PROVIDED PASSAGE —
Thursday, January 29, 2015

Deadspin Deadspins Again...

... and doesn't realize it may have made a much bigger statement than the one they thought they made.

In the spirit of the racy Carl's Jr. commercial and the pulled GoDaddy one for this year's Super Bowl, Deadspin decided to take the joke and remove all remaining pretense.

So, this morning, they published THEIR "Super Bowl Commercial", and couldn't understand for the life of them how 25 seconds of hardcore man-on-top porn would not be airable...

Of course, much of this is a joke, and, yes, Deadspin did mark this as clearly Not Safe For Work.

The thing is, Deadspin, you actually made a very important point when you probably didn't intend to.

And, for that, I would like to make an announcement.

I will be watching Super Farce XLIX -- with a notebook in hand at my local sports bar.

If there's an incident, I will write it down and cover it.

I do, however, also intend to look at the last hour or two before the game and chronicle whether there is such an imbalance as there was last year between which team gets covered.

YOUR TASKS —
**1)** Answer these questions about the blog post on Deadspin's mock Super Bowl commercial:
(a) On what date was the post published?
(b) How many seconds long was Deadspin's "Super Bowl Commercial"?
(c) Where does the writer plan to watch Super Farce XLIX, and with what in hand?
**2)** Write the next part of the blog post on Deadspin's mock Super Bowl commercial, picking up right after its final sentence.

(Position annotation records)

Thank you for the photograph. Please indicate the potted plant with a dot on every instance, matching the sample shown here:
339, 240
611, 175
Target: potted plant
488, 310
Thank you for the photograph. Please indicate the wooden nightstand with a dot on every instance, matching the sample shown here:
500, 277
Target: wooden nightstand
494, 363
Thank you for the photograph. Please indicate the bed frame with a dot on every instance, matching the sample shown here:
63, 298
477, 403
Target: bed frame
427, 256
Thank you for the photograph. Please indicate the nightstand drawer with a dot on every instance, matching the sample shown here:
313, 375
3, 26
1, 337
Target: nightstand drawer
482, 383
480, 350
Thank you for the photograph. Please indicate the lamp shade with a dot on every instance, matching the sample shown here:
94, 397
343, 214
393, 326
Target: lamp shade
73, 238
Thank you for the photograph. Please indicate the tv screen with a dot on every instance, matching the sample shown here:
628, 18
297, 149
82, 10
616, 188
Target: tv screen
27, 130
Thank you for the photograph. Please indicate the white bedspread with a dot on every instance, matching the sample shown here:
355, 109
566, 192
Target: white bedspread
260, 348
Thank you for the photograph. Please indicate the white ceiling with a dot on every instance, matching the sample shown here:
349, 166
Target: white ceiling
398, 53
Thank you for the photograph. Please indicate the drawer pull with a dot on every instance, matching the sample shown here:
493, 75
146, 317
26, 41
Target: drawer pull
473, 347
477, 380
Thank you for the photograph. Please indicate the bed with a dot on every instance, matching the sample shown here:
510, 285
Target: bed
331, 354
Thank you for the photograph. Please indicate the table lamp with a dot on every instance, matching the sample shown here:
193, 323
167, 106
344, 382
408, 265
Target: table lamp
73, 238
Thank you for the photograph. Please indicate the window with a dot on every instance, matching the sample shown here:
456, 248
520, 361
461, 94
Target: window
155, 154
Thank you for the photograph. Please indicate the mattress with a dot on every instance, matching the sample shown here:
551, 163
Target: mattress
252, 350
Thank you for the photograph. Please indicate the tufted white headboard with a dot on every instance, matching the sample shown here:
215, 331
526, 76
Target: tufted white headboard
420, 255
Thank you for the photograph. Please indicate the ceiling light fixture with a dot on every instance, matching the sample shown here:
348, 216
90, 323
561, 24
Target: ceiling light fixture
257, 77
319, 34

RESPONSE LIST —
**1)**
(a) Thursday, January 29, 2015
(b) 25 seconds
(c) At a local sports bar, with a notebook in hand

**2)**
Another thing I plan to look at is the commercials -- not only to see if the league tries to allow some homophobic anti-abortion anti-Michael Sam piece of shit to get a plum spot, but also...

I recall the first time I began to hear this in the media, in which an uncomfortable parent (and, at some point, this even included ESPN's Mike Greenberg) to have to explain to the parent's child(ren) just what Viagra, Cialis, and Erectile Dysfunction actually are!

In a season of spousal abuse, child abuse (and if me yelling at that No More ad during the game doesn't get me thrown out of the place, I either walked out to the bathroom or I didn't do enough of it!  What a fucking farce that is!!), etc. and so forth and so on...

Without realizing it, Deadspin, you just gave the NFL's position (go ahead and giggle at the word choice) on women when you did that parody commercial.

And Roger Goodell doesn't give a damn.

That's what's going to make eviscerating tomorrow's State of the NFL Address so priceless.

I can't wait, you lying motherfucker.  Tell us how many lies there are for the State of the NFL...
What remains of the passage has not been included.